### Page excerpt
The vibes coming out of CNBC and Twitter is still a lot of complacency, but less bullish enthusiasm and much fewer calls for a melt up.  It is likely that we've reached the sentiment top for this bull market in early December.  That doesn't necessarily mean that we've reached a price top yet, but it does mean that upside is limited from current levels.  I would be surprised if the SPX went above 6400 this year.  In general, you need investors to get more bullish for prices to keep rising in perpetuity.  When investors are getting less bullish, prices can go up in the short and medium term, but not for the long term.  

The put/call ratios continue to show a lack of put buying and lots of call buying in individual names.  But the excessive call buying is gone. This supports the view that we're probably going to be stuck in this range.  


Missed the graceful exit during that brief Christmas rally, as I was expecting the market to give bulls more time to sell at the highs.  But alas, too many were trying to play for that Santa Claus rally and the exit was too narrow for everyone to get out at high prices.  I believe there will be a chance to exit more gracefully this week after most of the eager capital gains related profit takers have sold already.   Looking for a potential move back up to SPX 6050.  This time, I will be more quick to sell, as I do not want to be stuck holding the bag again on the next swift move lower, which likely will happen again this month.  

28 comments:

OL DAWG said...

Sold smci calls at 6 iwm calls at 3.20

OL DAWG said...

Long baba 2/7 calls 3.97

OL DAWG said...

baba 86 calls

OL DAWG said...

Long NIO 2/7 4.50 calls at .58

OL DAWG said...

Long QQQ 520 2/7 Puts 7.99

OL DAWG said...

sold LUMN calls @ .52

OL DAWG said...

sold NIO calls @ .50

OL DAWG said...

Long DIN 2/21 30 calls 1.98

OL DAWG said...

70% short 30% long

Market Owl said...

You're on fire, dawg. That was a vicious reversal intraday, I was looking to sell a bit higher and it didn't get there. Definitely want to sell before the week is over.

OL DAWG said...

Yeah man i'm finally at a point in my trading career where in the last two years I'm about to break even. It's hard to tell which way the market will head tomorrow but hopefully if the ranges play out we go down again. It's been a great trading market both long and short.

Anonymous said...

my trading book has been a disaster last couple years. been more short than long. being cautious right now - need to reinvent myself

Market Owl said...

Its been a tough time for bearish biased traders, but I think that bias should pay off big time this year. But you can't force it.

### Tasks
1. Translate this sentence from the market sentiment post into Spanish: "I would be surprised if the SPX went above 6400 this year."
2. Decide whether each statement agrees with the market sentiment post. Answer yes or no and quote the words that settle it.
(a) The author expects the SPX to climb above 6400 this year.
(b) The put/call ratios show heavy put buying.
(c) The author is watching for a possible move back up to SPX 6050.
3. Write a continuation of the market sentiment post and its reader comments, beginning after the final line shown.

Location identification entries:
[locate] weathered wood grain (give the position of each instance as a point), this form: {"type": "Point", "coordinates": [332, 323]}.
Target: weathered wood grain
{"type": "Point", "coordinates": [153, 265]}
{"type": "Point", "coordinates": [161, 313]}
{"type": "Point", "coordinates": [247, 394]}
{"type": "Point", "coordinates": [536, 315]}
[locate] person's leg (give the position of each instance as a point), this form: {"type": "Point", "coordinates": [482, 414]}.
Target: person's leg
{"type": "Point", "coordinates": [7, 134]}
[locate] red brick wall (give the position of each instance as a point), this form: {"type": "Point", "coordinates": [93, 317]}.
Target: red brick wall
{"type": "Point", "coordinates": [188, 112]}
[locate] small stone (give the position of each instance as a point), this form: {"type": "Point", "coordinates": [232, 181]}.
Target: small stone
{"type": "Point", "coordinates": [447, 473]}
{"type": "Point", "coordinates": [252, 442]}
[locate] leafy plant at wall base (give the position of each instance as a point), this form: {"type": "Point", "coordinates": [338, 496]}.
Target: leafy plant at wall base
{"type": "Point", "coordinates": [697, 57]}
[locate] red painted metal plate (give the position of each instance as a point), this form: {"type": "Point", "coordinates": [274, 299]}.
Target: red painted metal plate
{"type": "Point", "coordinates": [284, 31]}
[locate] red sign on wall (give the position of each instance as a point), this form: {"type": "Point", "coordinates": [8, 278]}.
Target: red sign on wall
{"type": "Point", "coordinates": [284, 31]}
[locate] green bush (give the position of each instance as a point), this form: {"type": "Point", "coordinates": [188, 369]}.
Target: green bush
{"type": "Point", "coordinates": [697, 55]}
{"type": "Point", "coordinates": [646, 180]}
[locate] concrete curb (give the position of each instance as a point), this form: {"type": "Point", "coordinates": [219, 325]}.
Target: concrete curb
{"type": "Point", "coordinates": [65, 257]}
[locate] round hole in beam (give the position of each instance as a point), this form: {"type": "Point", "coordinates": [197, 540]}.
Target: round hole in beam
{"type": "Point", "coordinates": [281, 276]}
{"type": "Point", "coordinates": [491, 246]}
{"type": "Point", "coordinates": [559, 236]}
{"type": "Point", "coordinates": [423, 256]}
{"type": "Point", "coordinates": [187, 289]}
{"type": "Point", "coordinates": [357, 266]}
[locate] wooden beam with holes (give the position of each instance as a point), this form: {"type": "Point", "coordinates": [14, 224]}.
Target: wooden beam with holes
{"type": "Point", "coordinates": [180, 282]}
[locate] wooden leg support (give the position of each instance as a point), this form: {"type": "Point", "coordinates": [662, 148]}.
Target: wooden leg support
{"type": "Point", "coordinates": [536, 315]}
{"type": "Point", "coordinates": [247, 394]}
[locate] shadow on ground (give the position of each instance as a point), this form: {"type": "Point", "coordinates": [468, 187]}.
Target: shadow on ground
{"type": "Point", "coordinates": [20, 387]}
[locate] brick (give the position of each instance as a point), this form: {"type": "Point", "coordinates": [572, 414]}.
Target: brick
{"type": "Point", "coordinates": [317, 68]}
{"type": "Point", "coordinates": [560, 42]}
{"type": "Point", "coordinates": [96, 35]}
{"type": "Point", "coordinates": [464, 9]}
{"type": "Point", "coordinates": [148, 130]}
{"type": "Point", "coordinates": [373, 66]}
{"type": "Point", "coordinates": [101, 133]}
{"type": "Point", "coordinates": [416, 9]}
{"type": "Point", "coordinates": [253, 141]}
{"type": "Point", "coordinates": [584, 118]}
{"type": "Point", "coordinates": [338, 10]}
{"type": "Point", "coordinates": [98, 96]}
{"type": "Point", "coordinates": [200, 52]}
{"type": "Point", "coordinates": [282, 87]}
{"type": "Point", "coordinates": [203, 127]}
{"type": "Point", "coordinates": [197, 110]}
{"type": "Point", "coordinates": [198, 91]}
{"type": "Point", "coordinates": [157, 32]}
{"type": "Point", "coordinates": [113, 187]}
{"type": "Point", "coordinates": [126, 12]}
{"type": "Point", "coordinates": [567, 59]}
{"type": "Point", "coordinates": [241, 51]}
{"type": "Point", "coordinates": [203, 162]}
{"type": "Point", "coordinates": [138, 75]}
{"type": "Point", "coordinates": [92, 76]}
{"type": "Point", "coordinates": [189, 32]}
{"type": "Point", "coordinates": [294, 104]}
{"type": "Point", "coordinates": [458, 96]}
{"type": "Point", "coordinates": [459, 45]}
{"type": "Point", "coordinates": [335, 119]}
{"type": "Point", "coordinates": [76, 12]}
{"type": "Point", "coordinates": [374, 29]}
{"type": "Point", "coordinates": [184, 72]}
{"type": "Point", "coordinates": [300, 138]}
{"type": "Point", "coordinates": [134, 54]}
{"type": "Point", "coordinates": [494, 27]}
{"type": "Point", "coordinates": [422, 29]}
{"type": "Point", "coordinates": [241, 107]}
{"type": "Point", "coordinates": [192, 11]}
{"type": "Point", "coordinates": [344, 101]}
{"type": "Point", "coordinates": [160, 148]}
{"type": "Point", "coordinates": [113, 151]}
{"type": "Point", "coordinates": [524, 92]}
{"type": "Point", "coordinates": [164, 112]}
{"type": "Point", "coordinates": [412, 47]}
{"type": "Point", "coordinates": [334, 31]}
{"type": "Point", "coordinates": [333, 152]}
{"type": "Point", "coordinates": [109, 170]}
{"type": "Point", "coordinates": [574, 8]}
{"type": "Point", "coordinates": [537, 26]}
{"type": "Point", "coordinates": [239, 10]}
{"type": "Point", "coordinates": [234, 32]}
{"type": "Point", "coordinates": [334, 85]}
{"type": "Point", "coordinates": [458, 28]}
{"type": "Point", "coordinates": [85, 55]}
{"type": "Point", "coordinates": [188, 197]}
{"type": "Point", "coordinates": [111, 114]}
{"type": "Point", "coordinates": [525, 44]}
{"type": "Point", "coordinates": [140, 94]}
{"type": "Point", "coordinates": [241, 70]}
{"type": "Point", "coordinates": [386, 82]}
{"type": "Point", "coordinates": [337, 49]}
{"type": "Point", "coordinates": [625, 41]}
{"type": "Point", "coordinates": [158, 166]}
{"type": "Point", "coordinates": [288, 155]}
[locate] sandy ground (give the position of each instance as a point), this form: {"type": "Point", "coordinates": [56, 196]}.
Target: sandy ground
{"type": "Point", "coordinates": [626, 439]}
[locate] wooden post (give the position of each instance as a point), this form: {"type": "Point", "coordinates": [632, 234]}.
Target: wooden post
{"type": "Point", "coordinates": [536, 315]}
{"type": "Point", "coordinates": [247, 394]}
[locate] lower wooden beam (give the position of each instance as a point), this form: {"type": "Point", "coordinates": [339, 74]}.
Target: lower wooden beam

### Task-by-task results
1. Me sorprendería que el SPX superara los 6400 este año.

2.
(a) No: "I would be surprised if the SPX went above 6400 this year."
(b) No: "The put/call ratios continue to show a lack of put buying"
(c) Yes: "Looking for a potential move back up to SPX 6050."

3.
I don't know how you've been short (through short selling or put buys) but if you have been short by buying puts, you have to expect a big down move to make money. Buying puts is a low probability, high reward strategy that should only be deployed when you have a LOT of confidence that you will be right. I do not recommend put buying except for the most exceptional opportunities, which are rare.

I think a great shorting opportunity will come sometime later this quarter for a vast array of stocks and the US market, but I think it happens a bit higher from here so I am waiting for it. Not going to rush into the short side yet.

OL DAWG said...

Sold QQQ puts 8 Long SEDG 2/7 18 puts @ 2.15

Anonymous said...

I guess this is the big market correction your are waiting for? What is your target downsode to ES? 5900? Thanks

Market Owl said...

I am looking for a big market correction a few months from now. I actually expect choppy range based action for the next few weeks,

OL DAWG said...

Long TLT 86 2/7 calls 1.62

Anonymous said...

Bought 86 strike tlt june calls for 4.4

Anonymous said...

Sorry 85 strike

OL DAWG said...

Think TLT can have one more flush down day. The all time low is like 82. Not sure if it has the momentum to get there on this move but I wouldn't be surprised if we go down another 1 % tmrw

Anonymous said...

Happy to add more if it happens. With immigration down, things can get crqzy on the inflation front but happy to punt here in case it does not go much lower

Anonymous said...

https://on.ft.com/4gzHAkX very insightful and why rates may head much higher

OL DAWG said...

You mean lower right? If there is a decrease in labor supply that lowers the supply/demand curve intersection and ultimately output. Less output, less demand, less supply means lower rates to stimulate the economy

Anonymous said...

Not necessarily. Can also cause inflation spike

OL DAWG said...

Sold SEDG puts @ 3.00 Long IWM 2/14 225 calls 4.44

OL DAWG said...

Long the wing wang. LFG!

Anonymous said...

What is the risk from the new administration doing something crazy and unexpected? Jokes about canada and greenland are clearly not just jokes but long term planning to control shipping routes as ice melts

OL DAWG said...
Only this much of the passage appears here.